- [What is required] Below are some records. Write out exactly their lines from the one with "Query: wire fence" through the one with "Query: bent arm", and leave the pictures behind.

- [Data to process]
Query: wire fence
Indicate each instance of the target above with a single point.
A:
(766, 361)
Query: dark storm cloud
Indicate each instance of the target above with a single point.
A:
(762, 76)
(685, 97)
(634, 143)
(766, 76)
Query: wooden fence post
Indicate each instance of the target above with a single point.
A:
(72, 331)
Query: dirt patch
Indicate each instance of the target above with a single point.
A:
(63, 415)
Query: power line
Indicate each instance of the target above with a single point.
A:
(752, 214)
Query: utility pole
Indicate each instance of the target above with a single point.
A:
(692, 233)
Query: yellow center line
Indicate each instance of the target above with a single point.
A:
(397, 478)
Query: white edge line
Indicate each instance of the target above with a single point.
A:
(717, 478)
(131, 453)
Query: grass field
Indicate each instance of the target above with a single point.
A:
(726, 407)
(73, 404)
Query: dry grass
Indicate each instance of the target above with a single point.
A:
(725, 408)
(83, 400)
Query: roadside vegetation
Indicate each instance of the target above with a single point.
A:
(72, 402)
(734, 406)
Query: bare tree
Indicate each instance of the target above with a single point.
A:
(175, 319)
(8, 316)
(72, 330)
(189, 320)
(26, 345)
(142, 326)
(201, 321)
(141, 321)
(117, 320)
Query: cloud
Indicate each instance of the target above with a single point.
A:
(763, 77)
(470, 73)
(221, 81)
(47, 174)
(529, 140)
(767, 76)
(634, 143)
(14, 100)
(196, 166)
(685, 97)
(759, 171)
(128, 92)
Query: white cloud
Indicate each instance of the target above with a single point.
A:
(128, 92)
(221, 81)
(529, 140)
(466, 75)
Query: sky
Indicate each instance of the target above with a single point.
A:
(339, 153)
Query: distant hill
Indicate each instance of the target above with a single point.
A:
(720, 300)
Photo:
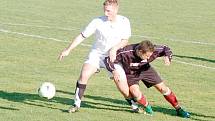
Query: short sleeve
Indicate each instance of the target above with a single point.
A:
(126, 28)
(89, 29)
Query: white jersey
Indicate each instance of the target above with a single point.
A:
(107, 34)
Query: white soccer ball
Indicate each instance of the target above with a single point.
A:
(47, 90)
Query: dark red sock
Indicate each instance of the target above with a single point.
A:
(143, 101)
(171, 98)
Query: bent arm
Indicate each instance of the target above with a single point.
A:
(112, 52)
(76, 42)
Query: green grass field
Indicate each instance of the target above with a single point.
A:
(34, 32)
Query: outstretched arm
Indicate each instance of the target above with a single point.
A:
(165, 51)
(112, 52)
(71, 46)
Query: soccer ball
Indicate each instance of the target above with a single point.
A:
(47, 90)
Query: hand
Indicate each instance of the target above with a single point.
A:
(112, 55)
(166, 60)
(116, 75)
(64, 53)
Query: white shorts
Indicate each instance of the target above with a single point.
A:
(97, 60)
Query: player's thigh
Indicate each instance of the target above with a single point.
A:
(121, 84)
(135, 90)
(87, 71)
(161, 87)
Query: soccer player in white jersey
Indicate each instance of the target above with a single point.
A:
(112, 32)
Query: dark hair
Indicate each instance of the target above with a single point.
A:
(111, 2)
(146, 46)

--

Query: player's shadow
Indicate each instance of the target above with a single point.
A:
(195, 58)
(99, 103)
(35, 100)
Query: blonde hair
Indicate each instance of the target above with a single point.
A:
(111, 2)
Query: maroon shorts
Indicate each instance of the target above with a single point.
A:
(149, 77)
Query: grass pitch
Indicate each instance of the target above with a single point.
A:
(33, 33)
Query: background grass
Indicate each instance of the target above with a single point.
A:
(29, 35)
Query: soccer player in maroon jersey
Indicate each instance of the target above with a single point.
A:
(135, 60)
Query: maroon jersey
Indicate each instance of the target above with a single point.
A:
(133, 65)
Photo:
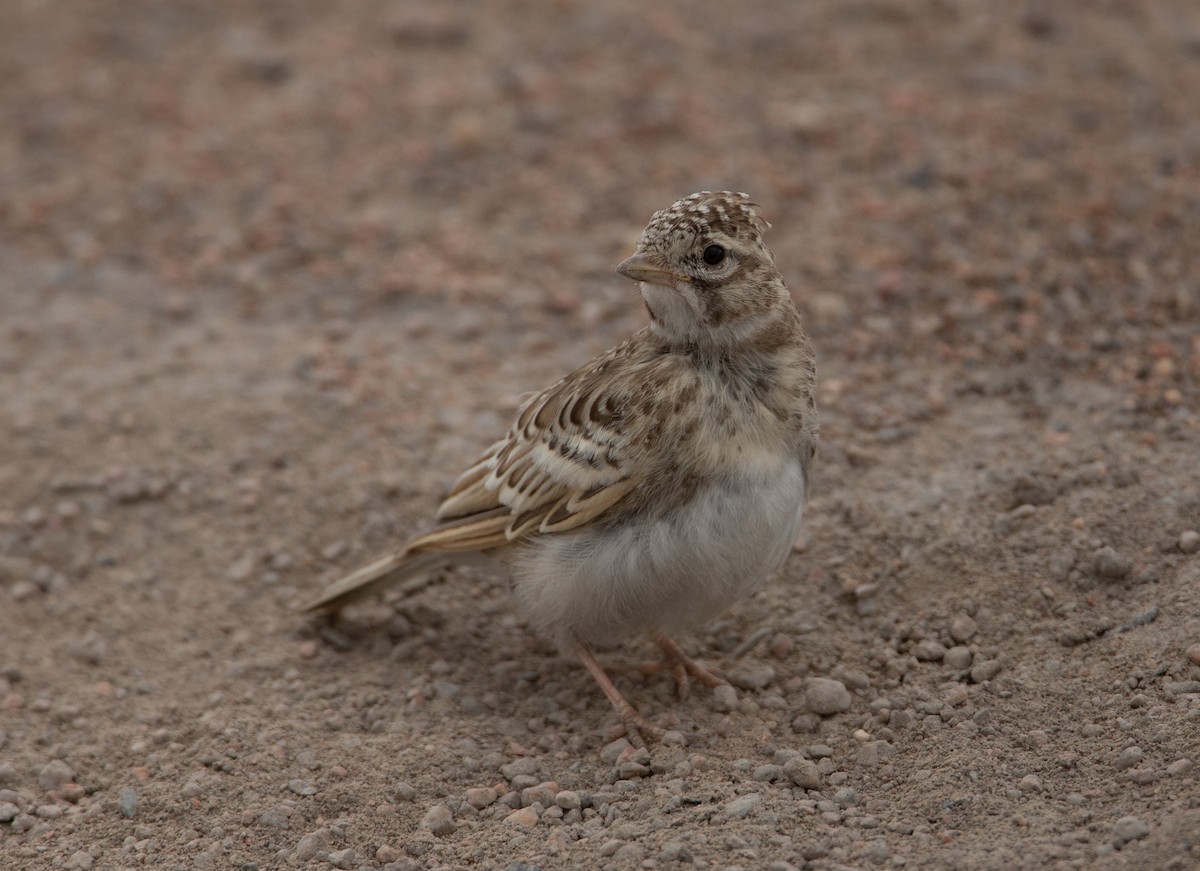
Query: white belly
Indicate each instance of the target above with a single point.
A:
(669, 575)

--

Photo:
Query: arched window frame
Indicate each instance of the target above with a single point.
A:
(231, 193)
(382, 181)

- [Completed exercise]
Query: wire fence
Indicate each instance of the target above with a single point.
A:
(766, 361)
Query: dark storm cloud
Indicate each instance of the target above with a single point.
A:
(762, 76)
(685, 97)
(634, 143)
(766, 76)
Query: wooden fence post
Indicate each instance of the target above with a single point.
A:
(72, 331)
Query: dirt patch
Indicate each instance of the target above with a single point.
A:
(63, 415)
Query: power line
Indicate each instance of the target above with a single point.
A:
(752, 214)
Query: utility pole
Indicate each instance of the target above with a single point.
A:
(692, 233)
Query: yellow center line
Indicate each instance of the target above with a single point.
A:
(397, 478)
Query: white edge line
Indicate each instance of the target above with a single point.
A:
(717, 478)
(131, 453)
Query: grass field
Indicate each instance of the target above with a single point.
A:
(726, 407)
(73, 404)
Query: dry grass
Indicate each instance of the target above with a single point.
A:
(725, 408)
(83, 400)
Query: roadside vegetation
Indicate each instance of the target above with a single point.
A:
(72, 402)
(734, 406)
Query: bare tree
Indicate each instance of the target above with a single point.
A:
(175, 319)
(8, 316)
(72, 330)
(189, 320)
(26, 345)
(142, 326)
(201, 321)
(141, 321)
(117, 320)
Query: cloud
Indicate each instance of the target above with a single point.
A:
(763, 77)
(470, 73)
(221, 81)
(47, 174)
(529, 140)
(767, 76)
(634, 143)
(14, 100)
(196, 166)
(685, 97)
(759, 171)
(128, 92)
Query: white cloud
Indicate each instance of the target above with a single point.
A:
(128, 92)
(221, 81)
(529, 140)
(466, 75)
Query: sky
Indicate each instance of the target above with a single point.
A:
(339, 153)
Query: distant hill
Indicate each instance of the target above with a single point.
A:
(720, 300)
Photo:
Query: short sleeve
Indicate each instance of the target above with a single point.
A:
(126, 28)
(89, 29)
Query: white jersey
Indicate each instance of the target above with a single point.
A:
(107, 34)
Query: white soccer ball
Indicate each instance of the target above with a single point.
A:
(47, 90)
Query: dark red sock
Indicate each instance of the target above with a single point.
A:
(143, 101)
(171, 98)
Query: bent arm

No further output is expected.